##### Extracted entries #####

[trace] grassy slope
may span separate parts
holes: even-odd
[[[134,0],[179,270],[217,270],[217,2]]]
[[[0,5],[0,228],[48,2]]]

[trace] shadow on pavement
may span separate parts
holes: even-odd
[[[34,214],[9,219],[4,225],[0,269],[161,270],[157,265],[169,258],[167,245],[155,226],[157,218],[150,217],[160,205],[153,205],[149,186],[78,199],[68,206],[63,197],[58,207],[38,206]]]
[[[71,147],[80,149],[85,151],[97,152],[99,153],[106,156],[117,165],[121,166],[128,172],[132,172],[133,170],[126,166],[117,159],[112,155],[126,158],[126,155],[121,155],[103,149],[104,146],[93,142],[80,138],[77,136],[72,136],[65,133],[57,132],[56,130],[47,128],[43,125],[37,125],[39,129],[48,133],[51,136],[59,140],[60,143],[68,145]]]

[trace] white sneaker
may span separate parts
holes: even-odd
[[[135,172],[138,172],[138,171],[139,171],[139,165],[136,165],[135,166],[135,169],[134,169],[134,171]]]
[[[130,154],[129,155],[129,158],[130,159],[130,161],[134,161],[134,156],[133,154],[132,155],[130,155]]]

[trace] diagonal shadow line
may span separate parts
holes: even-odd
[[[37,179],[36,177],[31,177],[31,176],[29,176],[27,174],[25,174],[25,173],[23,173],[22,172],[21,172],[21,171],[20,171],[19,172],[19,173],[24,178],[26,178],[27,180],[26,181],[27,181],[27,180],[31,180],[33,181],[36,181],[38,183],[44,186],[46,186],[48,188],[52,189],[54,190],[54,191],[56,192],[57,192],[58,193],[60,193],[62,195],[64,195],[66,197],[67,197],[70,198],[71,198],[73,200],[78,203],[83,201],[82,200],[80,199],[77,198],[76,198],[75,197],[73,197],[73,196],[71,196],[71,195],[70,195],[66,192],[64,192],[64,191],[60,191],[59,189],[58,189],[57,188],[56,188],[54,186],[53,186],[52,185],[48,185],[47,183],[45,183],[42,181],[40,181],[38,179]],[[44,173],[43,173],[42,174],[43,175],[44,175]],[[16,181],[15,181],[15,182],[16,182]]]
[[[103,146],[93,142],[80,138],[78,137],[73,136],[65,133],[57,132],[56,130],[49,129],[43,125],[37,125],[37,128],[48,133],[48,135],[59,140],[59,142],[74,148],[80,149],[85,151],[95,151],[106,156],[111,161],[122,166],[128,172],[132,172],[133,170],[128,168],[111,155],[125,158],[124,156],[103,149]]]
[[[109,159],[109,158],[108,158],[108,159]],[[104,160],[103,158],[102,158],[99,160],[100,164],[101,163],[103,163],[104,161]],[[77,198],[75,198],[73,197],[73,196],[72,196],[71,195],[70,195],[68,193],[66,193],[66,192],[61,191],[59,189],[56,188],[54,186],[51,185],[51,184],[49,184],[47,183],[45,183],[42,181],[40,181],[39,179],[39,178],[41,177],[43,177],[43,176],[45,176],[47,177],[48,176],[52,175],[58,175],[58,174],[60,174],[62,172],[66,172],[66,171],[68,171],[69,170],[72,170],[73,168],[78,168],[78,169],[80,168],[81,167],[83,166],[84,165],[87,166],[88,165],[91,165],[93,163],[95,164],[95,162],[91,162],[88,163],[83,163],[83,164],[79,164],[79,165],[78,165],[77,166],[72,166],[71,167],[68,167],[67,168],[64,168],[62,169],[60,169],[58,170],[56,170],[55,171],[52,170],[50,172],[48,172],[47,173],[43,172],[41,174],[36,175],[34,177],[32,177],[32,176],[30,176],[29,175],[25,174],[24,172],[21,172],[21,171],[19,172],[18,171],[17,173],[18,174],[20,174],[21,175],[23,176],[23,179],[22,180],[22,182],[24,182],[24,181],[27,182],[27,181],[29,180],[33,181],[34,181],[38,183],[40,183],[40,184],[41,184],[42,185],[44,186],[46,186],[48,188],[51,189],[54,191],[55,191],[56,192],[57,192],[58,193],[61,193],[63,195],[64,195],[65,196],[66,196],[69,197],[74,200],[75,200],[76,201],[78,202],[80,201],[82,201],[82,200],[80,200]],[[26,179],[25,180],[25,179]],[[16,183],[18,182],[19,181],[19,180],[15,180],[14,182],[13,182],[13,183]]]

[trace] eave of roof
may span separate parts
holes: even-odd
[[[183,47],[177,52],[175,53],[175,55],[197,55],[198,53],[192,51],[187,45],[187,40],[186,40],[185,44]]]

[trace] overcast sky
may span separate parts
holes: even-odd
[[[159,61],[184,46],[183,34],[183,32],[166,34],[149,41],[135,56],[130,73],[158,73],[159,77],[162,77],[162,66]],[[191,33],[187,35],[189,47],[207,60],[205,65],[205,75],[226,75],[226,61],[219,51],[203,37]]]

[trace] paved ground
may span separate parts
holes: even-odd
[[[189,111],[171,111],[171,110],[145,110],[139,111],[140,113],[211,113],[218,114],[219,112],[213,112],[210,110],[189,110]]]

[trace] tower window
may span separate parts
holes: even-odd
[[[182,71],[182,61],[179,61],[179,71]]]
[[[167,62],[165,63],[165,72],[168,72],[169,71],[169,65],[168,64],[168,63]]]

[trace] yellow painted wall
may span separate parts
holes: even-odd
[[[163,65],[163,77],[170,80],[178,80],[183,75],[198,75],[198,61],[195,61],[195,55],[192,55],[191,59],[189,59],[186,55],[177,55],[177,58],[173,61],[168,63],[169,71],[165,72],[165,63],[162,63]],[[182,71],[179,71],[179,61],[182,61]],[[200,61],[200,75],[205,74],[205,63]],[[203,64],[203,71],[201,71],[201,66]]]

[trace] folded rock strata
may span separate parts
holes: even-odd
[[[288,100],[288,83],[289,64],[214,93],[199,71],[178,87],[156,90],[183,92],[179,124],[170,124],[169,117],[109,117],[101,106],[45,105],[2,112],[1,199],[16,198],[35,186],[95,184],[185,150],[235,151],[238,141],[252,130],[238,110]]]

#####
##### Extracted entries #####

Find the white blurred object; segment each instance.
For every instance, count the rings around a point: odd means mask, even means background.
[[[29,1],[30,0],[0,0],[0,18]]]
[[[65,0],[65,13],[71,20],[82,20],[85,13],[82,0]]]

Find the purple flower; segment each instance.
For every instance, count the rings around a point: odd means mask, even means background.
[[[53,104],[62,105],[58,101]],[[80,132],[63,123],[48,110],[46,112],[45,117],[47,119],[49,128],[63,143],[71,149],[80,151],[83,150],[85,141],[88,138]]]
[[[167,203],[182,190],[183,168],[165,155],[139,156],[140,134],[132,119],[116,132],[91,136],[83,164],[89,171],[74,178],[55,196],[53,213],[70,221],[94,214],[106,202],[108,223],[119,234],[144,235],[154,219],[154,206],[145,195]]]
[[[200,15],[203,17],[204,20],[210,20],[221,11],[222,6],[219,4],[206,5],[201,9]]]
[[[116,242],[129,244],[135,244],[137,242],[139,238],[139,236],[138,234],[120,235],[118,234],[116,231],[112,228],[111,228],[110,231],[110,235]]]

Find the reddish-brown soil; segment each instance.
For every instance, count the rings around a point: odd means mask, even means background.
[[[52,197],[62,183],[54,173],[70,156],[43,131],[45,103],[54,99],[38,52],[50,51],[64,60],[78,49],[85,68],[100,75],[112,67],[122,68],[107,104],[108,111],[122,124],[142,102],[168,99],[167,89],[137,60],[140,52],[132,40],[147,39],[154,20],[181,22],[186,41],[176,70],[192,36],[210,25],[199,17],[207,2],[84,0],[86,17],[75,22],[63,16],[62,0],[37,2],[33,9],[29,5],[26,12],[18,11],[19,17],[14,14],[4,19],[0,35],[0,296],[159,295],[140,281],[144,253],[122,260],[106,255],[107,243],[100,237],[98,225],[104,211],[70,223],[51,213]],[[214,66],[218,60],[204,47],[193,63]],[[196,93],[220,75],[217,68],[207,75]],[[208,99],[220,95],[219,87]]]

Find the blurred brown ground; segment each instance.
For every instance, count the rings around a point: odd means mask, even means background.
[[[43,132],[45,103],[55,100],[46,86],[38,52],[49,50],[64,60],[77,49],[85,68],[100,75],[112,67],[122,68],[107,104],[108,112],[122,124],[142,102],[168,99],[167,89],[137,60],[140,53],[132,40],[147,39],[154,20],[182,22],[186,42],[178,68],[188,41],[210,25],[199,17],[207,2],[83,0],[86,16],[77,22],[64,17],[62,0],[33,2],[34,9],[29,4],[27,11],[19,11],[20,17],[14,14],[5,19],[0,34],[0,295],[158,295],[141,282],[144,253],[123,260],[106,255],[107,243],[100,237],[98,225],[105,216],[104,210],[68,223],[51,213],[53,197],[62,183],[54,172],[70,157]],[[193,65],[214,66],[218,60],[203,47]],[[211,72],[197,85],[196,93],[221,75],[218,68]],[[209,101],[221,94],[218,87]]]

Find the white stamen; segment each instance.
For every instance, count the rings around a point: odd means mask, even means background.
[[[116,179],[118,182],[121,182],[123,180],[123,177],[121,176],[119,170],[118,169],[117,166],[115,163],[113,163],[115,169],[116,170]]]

#####
##### Extracted entries #####

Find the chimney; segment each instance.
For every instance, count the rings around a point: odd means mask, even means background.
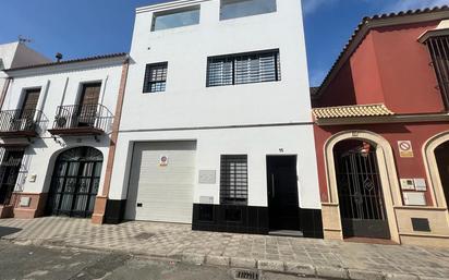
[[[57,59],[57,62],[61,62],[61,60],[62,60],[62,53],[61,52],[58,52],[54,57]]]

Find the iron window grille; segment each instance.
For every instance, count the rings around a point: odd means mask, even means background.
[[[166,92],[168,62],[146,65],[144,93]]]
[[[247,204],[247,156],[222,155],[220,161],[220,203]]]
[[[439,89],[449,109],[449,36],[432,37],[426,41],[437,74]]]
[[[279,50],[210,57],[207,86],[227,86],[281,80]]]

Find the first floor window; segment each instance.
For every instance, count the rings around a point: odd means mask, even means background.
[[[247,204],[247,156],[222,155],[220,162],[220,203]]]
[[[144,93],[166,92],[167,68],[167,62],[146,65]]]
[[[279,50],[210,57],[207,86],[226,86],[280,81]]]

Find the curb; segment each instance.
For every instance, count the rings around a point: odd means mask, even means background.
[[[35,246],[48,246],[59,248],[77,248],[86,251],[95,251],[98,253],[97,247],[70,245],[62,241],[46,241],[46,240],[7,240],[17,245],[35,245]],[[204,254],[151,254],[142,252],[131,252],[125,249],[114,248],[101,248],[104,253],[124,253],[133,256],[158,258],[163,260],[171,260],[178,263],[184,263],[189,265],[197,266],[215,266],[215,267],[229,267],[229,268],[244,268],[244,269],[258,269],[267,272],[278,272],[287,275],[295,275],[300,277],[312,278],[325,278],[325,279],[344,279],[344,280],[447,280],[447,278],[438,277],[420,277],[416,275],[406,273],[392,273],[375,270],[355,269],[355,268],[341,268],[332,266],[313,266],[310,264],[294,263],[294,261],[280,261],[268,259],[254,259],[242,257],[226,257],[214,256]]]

#####

▸ Exercise aim
Reproduce the lines of the entries without any change, starting at the line that contains "Find the white blurred" and ending at the line that contains "[[[65,0],[65,13],[71,20],[82,20],[85,13],[82,0]]]", with both of those lines included.

▸ Full output
Find the white blurred object; segment each instance.
For every instance, count the rings around a point: odd means mask, even means background.
[[[29,1],[30,0],[0,0],[0,18]]]
[[[65,0],[65,13],[71,20],[82,20],[85,13],[82,0]]]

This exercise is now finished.